◆ Problem details: Reproduce verbatim the rows below, starting with the line that contains "If you could tag the metal" and running through the end of the rows.

◆ ◆ ◆ ◆ ◆

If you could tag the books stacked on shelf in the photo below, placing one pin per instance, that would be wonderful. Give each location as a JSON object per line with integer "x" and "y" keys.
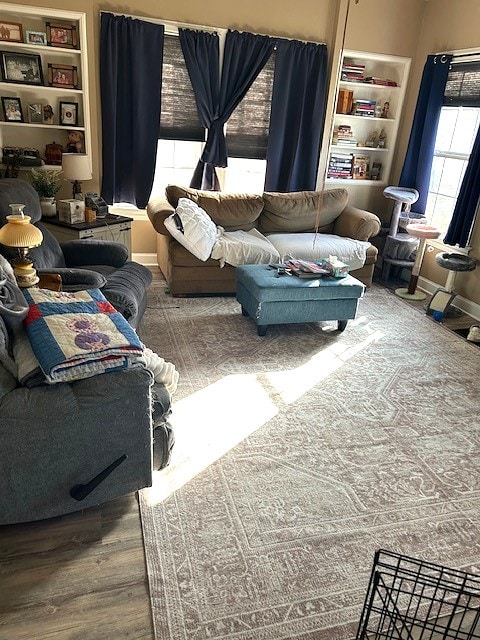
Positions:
{"x": 352, "y": 72}
{"x": 365, "y": 108}
{"x": 385, "y": 82}
{"x": 361, "y": 167}
{"x": 343, "y": 136}
{"x": 306, "y": 268}
{"x": 340, "y": 165}
{"x": 344, "y": 101}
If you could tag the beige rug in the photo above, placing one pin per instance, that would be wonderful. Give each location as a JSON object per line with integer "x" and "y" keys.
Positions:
{"x": 297, "y": 456}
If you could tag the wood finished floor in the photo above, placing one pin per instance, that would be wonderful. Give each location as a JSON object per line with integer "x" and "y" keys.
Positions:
{"x": 82, "y": 576}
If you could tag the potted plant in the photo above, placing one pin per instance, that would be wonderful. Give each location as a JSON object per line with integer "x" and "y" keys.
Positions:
{"x": 47, "y": 183}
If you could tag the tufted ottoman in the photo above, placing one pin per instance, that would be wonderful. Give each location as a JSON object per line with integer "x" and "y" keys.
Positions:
{"x": 272, "y": 299}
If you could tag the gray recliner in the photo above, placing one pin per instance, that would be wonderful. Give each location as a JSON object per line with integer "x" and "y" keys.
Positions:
{"x": 82, "y": 264}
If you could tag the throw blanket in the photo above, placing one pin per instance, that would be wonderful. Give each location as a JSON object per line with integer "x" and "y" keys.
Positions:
{"x": 79, "y": 335}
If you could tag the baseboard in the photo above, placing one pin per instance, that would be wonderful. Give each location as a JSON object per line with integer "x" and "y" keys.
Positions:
{"x": 147, "y": 259}
{"x": 467, "y": 306}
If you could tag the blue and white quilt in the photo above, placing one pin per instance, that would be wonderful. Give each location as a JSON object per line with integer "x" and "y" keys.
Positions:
{"x": 79, "y": 335}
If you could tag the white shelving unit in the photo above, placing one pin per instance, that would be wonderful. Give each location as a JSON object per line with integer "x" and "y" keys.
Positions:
{"x": 384, "y": 67}
{"x": 38, "y": 135}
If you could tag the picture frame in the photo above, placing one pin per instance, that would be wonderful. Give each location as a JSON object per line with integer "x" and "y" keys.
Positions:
{"x": 36, "y": 37}
{"x": 63, "y": 76}
{"x": 11, "y": 31}
{"x": 35, "y": 112}
{"x": 12, "y": 109}
{"x": 61, "y": 34}
{"x": 68, "y": 114}
{"x": 21, "y": 68}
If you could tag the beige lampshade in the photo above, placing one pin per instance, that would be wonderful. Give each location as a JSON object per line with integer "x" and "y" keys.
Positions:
{"x": 76, "y": 166}
{"x": 19, "y": 233}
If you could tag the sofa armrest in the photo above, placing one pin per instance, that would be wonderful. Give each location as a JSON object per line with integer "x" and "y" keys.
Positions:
{"x": 158, "y": 210}
{"x": 357, "y": 224}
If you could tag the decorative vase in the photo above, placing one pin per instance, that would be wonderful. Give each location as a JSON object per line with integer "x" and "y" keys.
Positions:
{"x": 48, "y": 207}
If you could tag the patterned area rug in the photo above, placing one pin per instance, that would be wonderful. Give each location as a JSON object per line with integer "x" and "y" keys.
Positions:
{"x": 299, "y": 454}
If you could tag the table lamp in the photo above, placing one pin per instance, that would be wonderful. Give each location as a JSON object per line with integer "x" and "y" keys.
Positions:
{"x": 19, "y": 234}
{"x": 76, "y": 167}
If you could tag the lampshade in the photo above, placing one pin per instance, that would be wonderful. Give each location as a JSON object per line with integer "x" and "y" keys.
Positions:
{"x": 19, "y": 233}
{"x": 76, "y": 166}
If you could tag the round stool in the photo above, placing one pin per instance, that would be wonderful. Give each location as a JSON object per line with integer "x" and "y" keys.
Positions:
{"x": 398, "y": 248}
{"x": 423, "y": 232}
{"x": 443, "y": 297}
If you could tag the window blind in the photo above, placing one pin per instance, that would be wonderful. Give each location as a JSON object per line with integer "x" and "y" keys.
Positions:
{"x": 463, "y": 85}
{"x": 247, "y": 128}
{"x": 179, "y": 118}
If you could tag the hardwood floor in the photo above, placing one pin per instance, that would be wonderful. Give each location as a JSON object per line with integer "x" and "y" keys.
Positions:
{"x": 82, "y": 576}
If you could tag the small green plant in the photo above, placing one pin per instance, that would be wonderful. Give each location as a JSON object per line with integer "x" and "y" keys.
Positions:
{"x": 47, "y": 183}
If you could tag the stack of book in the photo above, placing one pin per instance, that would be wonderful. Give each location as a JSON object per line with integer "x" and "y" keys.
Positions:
{"x": 364, "y": 108}
{"x": 344, "y": 101}
{"x": 343, "y": 136}
{"x": 352, "y": 72}
{"x": 385, "y": 82}
{"x": 340, "y": 165}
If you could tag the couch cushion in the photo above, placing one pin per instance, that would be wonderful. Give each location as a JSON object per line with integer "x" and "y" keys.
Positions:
{"x": 192, "y": 227}
{"x": 302, "y": 210}
{"x": 232, "y": 211}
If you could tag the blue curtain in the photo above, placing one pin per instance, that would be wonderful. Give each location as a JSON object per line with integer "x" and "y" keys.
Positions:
{"x": 419, "y": 157}
{"x": 244, "y": 57}
{"x": 131, "y": 57}
{"x": 201, "y": 52}
{"x": 297, "y": 117}
{"x": 467, "y": 201}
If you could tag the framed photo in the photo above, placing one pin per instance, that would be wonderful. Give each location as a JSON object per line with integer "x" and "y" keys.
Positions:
{"x": 11, "y": 31}
{"x": 36, "y": 37}
{"x": 22, "y": 68}
{"x": 35, "y": 112}
{"x": 68, "y": 113}
{"x": 62, "y": 35}
{"x": 12, "y": 109}
{"x": 62, "y": 75}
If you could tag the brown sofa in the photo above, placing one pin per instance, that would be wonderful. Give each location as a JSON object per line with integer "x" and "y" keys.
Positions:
{"x": 269, "y": 213}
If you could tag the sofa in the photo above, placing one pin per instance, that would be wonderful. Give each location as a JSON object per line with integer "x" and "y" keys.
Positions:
{"x": 68, "y": 446}
{"x": 82, "y": 264}
{"x": 291, "y": 217}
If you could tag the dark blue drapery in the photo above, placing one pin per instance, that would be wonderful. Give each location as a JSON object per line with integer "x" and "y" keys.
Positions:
{"x": 131, "y": 56}
{"x": 467, "y": 202}
{"x": 419, "y": 157}
{"x": 297, "y": 116}
{"x": 201, "y": 53}
{"x": 244, "y": 57}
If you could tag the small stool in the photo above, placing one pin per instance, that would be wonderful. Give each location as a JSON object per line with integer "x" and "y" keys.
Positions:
{"x": 271, "y": 299}
{"x": 424, "y": 232}
{"x": 398, "y": 248}
{"x": 443, "y": 297}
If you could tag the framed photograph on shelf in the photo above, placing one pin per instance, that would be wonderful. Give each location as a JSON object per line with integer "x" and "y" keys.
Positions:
{"x": 12, "y": 109}
{"x": 11, "y": 31}
{"x": 68, "y": 113}
{"x": 35, "y": 112}
{"x": 22, "y": 68}
{"x": 62, "y": 35}
{"x": 36, "y": 37}
{"x": 63, "y": 76}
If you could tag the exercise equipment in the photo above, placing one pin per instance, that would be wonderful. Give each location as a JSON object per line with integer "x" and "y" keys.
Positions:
{"x": 443, "y": 297}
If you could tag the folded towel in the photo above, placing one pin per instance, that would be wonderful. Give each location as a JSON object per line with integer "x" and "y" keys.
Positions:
{"x": 79, "y": 335}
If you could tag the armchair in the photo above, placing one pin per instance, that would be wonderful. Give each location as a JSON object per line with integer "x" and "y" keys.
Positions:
{"x": 82, "y": 264}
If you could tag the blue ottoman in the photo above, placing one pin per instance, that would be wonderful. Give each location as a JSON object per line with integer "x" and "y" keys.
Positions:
{"x": 272, "y": 299}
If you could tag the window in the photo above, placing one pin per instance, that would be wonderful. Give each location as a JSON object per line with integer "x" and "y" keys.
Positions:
{"x": 457, "y": 129}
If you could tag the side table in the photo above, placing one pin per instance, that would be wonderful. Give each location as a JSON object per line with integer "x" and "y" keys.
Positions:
{"x": 112, "y": 227}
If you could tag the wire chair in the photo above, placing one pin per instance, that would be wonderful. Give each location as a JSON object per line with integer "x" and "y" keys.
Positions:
{"x": 410, "y": 599}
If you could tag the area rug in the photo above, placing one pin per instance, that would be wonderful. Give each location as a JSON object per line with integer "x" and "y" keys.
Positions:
{"x": 297, "y": 456}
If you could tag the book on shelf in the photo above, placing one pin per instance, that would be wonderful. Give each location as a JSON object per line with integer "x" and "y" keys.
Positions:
{"x": 361, "y": 167}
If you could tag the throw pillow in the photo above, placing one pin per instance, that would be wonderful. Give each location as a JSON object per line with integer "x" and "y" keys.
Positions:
{"x": 192, "y": 227}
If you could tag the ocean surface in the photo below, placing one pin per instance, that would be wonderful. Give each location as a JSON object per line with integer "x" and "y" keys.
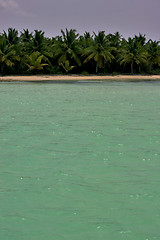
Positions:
{"x": 80, "y": 161}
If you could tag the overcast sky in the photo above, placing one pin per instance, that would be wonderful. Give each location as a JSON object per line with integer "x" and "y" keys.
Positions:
{"x": 129, "y": 17}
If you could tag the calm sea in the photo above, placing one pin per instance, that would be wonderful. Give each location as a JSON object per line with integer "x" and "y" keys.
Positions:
{"x": 80, "y": 161}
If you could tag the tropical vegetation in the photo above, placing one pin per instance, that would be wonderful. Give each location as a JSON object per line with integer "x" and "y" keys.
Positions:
{"x": 33, "y": 53}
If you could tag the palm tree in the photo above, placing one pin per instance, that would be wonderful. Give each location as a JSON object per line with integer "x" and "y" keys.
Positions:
{"x": 100, "y": 51}
{"x": 153, "y": 50}
{"x": 12, "y": 36}
{"x": 132, "y": 52}
{"x": 66, "y": 48}
{"x": 34, "y": 62}
{"x": 8, "y": 55}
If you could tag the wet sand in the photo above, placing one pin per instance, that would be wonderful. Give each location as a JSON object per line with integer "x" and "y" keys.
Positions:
{"x": 80, "y": 78}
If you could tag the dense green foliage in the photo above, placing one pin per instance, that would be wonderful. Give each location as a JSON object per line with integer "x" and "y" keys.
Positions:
{"x": 32, "y": 53}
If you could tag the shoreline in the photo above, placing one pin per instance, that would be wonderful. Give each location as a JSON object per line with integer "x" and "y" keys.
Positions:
{"x": 59, "y": 78}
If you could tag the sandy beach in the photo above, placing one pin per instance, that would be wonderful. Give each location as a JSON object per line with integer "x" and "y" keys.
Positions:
{"x": 80, "y": 78}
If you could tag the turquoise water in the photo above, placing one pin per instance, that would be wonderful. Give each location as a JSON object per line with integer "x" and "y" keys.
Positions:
{"x": 80, "y": 161}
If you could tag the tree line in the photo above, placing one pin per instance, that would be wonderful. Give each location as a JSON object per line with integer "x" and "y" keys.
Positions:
{"x": 33, "y": 53}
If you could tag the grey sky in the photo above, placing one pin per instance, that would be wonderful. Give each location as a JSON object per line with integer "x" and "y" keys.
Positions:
{"x": 129, "y": 17}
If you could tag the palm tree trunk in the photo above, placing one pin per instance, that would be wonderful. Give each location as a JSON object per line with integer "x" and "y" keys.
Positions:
{"x": 150, "y": 67}
{"x": 97, "y": 67}
{"x": 139, "y": 68}
{"x": 132, "y": 67}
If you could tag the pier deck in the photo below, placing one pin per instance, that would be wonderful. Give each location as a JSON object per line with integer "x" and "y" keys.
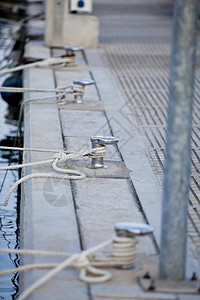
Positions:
{"x": 129, "y": 101}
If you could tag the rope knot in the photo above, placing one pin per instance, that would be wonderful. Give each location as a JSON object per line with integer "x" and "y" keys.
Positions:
{"x": 60, "y": 157}
{"x": 81, "y": 262}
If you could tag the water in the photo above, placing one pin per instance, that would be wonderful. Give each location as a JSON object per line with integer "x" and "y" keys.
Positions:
{"x": 9, "y": 217}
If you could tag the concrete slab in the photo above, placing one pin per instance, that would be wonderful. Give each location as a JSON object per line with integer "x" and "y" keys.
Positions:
{"x": 48, "y": 220}
{"x": 83, "y": 123}
{"x": 82, "y": 143}
{"x": 87, "y": 105}
{"x": 115, "y": 169}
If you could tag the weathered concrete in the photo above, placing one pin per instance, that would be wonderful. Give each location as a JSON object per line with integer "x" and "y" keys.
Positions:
{"x": 97, "y": 202}
{"x": 48, "y": 219}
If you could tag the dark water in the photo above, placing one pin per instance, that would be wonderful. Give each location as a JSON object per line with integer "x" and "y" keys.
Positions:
{"x": 9, "y": 217}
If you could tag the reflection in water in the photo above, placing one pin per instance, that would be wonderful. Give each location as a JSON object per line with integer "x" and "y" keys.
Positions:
{"x": 9, "y": 216}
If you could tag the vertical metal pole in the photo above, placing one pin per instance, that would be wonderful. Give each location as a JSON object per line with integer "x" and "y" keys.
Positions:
{"x": 177, "y": 160}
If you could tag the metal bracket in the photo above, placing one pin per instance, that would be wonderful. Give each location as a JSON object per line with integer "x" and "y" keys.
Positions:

◆ ◆ ◆ ◆ ◆

◆ Response to the exercise:
If you could tag the metal bracket in the photo above, placing one pin per instance, that would be wonderful. Give each location as a JSON object per line with integer "x" and "y" keys.
Positions:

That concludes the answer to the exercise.